Start of Block

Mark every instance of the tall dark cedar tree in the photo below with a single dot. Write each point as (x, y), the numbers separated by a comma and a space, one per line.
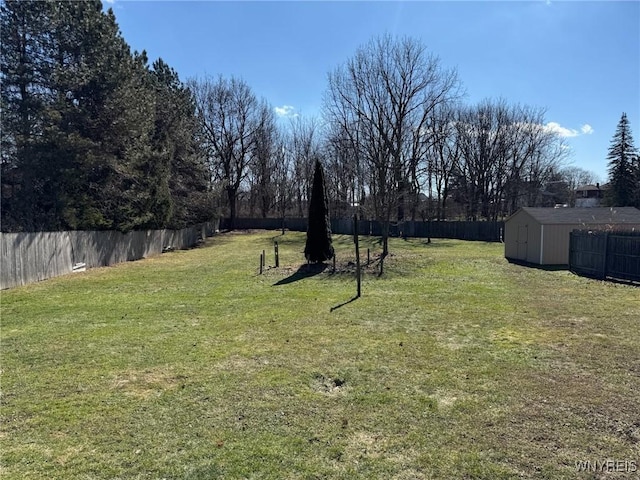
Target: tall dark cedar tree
(319, 246)
(624, 171)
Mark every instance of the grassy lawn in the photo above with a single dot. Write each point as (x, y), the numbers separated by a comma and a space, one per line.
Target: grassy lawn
(453, 365)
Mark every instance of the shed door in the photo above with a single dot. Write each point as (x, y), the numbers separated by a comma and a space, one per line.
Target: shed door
(523, 235)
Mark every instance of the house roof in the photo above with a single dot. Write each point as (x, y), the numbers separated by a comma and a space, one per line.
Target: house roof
(587, 216)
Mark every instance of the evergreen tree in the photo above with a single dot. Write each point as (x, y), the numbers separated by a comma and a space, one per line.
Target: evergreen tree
(185, 178)
(318, 247)
(624, 178)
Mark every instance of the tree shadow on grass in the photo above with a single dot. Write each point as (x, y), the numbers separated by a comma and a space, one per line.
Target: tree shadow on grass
(305, 271)
(352, 299)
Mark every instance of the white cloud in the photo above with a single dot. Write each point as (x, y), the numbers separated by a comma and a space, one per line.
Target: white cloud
(286, 111)
(586, 129)
(560, 130)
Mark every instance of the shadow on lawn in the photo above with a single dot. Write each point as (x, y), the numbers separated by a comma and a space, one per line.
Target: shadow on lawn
(353, 299)
(305, 271)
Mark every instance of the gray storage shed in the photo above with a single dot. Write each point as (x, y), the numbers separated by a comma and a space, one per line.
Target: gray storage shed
(541, 235)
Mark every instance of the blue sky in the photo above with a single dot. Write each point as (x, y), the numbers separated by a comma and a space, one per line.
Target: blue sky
(578, 60)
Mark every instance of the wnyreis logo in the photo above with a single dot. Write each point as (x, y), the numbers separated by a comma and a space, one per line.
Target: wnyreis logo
(607, 466)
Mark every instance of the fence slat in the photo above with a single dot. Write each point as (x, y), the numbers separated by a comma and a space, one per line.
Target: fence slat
(603, 255)
(485, 231)
(30, 257)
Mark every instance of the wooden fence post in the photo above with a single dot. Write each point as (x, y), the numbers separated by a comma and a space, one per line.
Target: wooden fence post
(357, 242)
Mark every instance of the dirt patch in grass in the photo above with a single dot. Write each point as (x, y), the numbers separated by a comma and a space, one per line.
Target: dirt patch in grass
(147, 383)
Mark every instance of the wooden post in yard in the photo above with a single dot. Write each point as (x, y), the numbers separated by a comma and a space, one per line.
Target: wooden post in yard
(357, 242)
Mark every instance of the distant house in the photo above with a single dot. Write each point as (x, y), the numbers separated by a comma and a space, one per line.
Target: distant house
(589, 196)
(541, 235)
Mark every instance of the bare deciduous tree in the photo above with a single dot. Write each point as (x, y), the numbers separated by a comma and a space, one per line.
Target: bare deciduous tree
(231, 116)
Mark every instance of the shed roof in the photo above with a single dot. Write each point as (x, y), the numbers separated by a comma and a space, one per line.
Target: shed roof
(587, 216)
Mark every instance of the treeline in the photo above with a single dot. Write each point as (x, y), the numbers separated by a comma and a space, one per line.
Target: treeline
(92, 136)
(96, 138)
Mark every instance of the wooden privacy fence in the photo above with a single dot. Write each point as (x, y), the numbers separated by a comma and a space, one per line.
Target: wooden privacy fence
(35, 256)
(482, 231)
(603, 254)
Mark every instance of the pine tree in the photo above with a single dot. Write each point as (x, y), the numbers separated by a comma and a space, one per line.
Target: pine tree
(623, 170)
(318, 247)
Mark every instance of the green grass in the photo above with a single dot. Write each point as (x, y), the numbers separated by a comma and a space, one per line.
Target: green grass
(453, 365)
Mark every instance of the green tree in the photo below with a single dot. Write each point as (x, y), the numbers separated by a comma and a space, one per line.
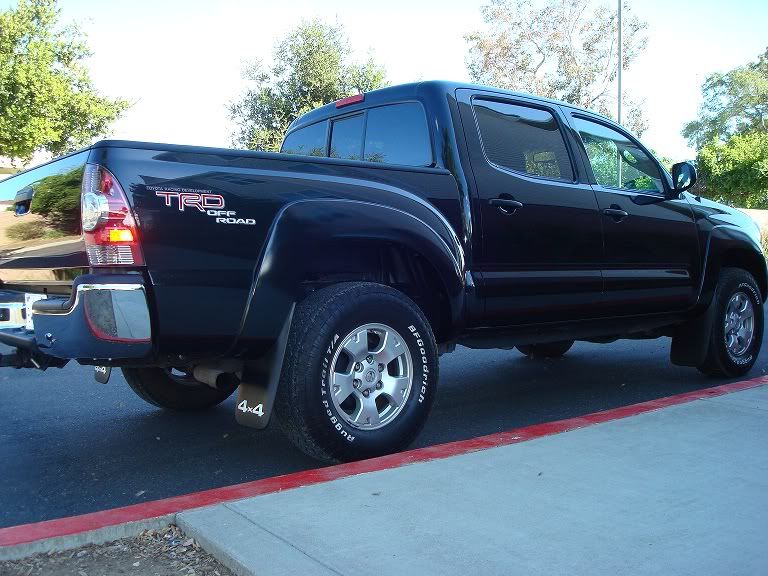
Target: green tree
(731, 135)
(46, 95)
(734, 103)
(310, 69)
(736, 171)
(57, 198)
(562, 49)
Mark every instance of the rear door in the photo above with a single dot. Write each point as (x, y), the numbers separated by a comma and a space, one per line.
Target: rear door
(539, 259)
(651, 244)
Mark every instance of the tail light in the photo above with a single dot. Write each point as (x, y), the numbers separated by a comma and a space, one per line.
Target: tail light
(109, 227)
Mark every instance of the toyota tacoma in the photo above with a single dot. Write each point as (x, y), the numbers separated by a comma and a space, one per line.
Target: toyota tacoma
(322, 283)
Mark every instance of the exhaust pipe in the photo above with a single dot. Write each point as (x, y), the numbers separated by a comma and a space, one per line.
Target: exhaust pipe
(219, 373)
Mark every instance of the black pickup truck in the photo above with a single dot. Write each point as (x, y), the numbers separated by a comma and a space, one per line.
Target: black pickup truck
(326, 280)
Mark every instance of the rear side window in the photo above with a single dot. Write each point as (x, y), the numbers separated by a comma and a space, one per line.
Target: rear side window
(390, 134)
(523, 139)
(347, 138)
(398, 134)
(308, 141)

End of Block

## EXERCISE PROMPT
Without the pictures, return each entry exactly as given.

## RESPONSE TO THIS EXERCISE
Mark every instance of the tall dark cedar tree in the photo below with a single dot. Write each point as (x, y), the numbers separated by a comma and a space, one per line.
Target: tall dark cedar tree
(319, 246)
(624, 171)
Mark every instance of the grassy lawn in the photo above with a single dot. Write each point as (x, y), the numbers separated by a comma and a space, one per line.
Target: grassy lawn
(453, 365)
Mark every instance of the shed door in the photo above with a single dot. Write each point as (x, y), the numbers separated by a comma and a space, one per line.
Target: shed door
(523, 235)
Mark every instance of the house roof in the photo above with a single dot. Write each point as (x, y), the numbers separated by a comma and a space, one per line.
Target: house roof
(587, 216)
Mark every instance of the evergreen tree in the photo above with a single dot. Write each point as (x, y), the numbers separated by a comma and a space, one per line.
Target: evergreen tree
(185, 178)
(318, 247)
(624, 178)
Mark every instance of the tree shadow on grass in the photo above with a single dot. Write each point as (x, y), the numbers separated by a comma and a space, one per line.
Target: tree shadow on grass
(305, 271)
(352, 299)
Mark every instance of the white cloud in the photo above with a single dot. Write each point as (x, y), the numbers separated by a comma and a space, one per line.
Target: white cloud
(286, 111)
(586, 129)
(560, 130)
Mark every instance of the shadow on lawn in the photo above with a single dot. Write each point as (x, y), the numbers separated by a comma and a space, one per line.
Target: shadow on lawn
(353, 299)
(305, 271)
Mark every instance of the gray storage shed in the photo above with a single dot. Write each point as (x, y), the numbers separated by a comma and a space, one per line.
Target: gray storage shed
(541, 235)
Mark every instance of the blue sky in the photo above with a single dot. Write each point as (x, y), the numbers separated by a comma and a space, one per line.
Target: blue sky
(578, 60)
Mark every instance of the wnyreis logo in the photo above with a single dot. Write each point as (x, y), the numbers separated by a comma and a space, one per line.
Target: wnyreis logo
(607, 466)
Mark every instance of the fence slat in the photo above with a single dot. Write each point as (x, y), the numbers separated by a comma and a space, one per line.
Target: fence slat
(603, 255)
(485, 231)
(30, 257)
Mark every instance of the wooden fence post in the photo above with a single dot. Write each point as (x, y), the numbers separated by a comma and a space, one per line.
Target: wooden fence post
(357, 242)
Mark every instance of the dirt patch in grass in the photo above with a single dot. Write each point as (x, y), the numbers separated by a comma and a space, one per line.
Target: dirt patch in grass
(147, 383)
Mark every instance of the wooden post in yard in the photo above with a single dot. Write each point as (x, y), the numbers separated by a comma and a space, one per line.
Target: wooden post in yard
(357, 242)
Mark every instance of the distant house in the photo above with a single dot. Write each point as (x, y), the numbers separated by a comma and a space, one per line.
Target: distant house
(589, 196)
(541, 235)
Mark every instance of the bare deciduous tree in the photo above with a single dot. Write each point as (x, y), the numbers separated by a comma and a space, one per line.
Target: bare deciduous tree
(231, 116)
Mark every instance of the shed roof in the photo above with a single dot. Write each point as (x, y), the numbers separated by a comma and a space, one per line.
Target: shed roof
(587, 216)
Mark every instance of the treeline in the photo above with a single dot. Write each point as (x, y), the numbers separated by a comma and a space, one per line.
Target: treeline
(92, 136)
(96, 138)
Mark every instance of the wooden privacy fence in the photo above with a single dot. Write each point as (x, y), the numbers separated by a comma and a space, one per line.
Target: wooden privacy fence
(35, 256)
(482, 231)
(603, 254)
Mark every instance of the pine tree in the photo above with a single dot. Write each point as (x, y), the numbers separated by a comma and a space, one per line.
Target: pine tree
(623, 170)
(318, 247)
Mark every instance of the green grass in the photo above with a single dot. Write each point as (x, y), the numbers separated by a comma and a space, one per line.
Target: green grass
(453, 365)
Mark every instance of the green tree in the photo below with a single dot. Write each point as (x, y), the numbers separated by a comma and a space, one per line.
Target: green tree
(731, 135)
(46, 95)
(734, 103)
(310, 69)
(736, 171)
(57, 198)
(562, 49)
Mark every instance of the rear door in the photo above with a single dot. Write each point as (x, y), the numbers separated by a comma and a space, one per line.
Target: rear door
(539, 259)
(651, 244)
Mark every instance of the tail light in the photo above with a single dot. Write each point as (x, y), the numbers separated by a comma and a space, one per line.
Target: tail light
(109, 227)
Mark every instance of the toyota tacoma in the photo above with a single dot. Write each point as (x, y), the numbers separated by a comma and a space, one per line.
Target: toyota tacoma
(322, 283)
Mark every instance of the exhaust pipe in the photo above with a single dot. Write each point as (x, y), the numbers separated by a comma and a space, one per line.
Target: exhaust pipe
(219, 373)
Mark every instance of the black pickup truck in the photo above with a single dot. Write each point as (x, y), the numbers separated by a comma and a space, one per line.
Target: black pickup truck
(326, 280)
Mark every instance of the rear side window in the photo above with a single dot. Write each point as (x, y), the numbers separated by a comma and a space, one per line.
Target: rear side window
(390, 134)
(523, 139)
(347, 138)
(398, 134)
(308, 141)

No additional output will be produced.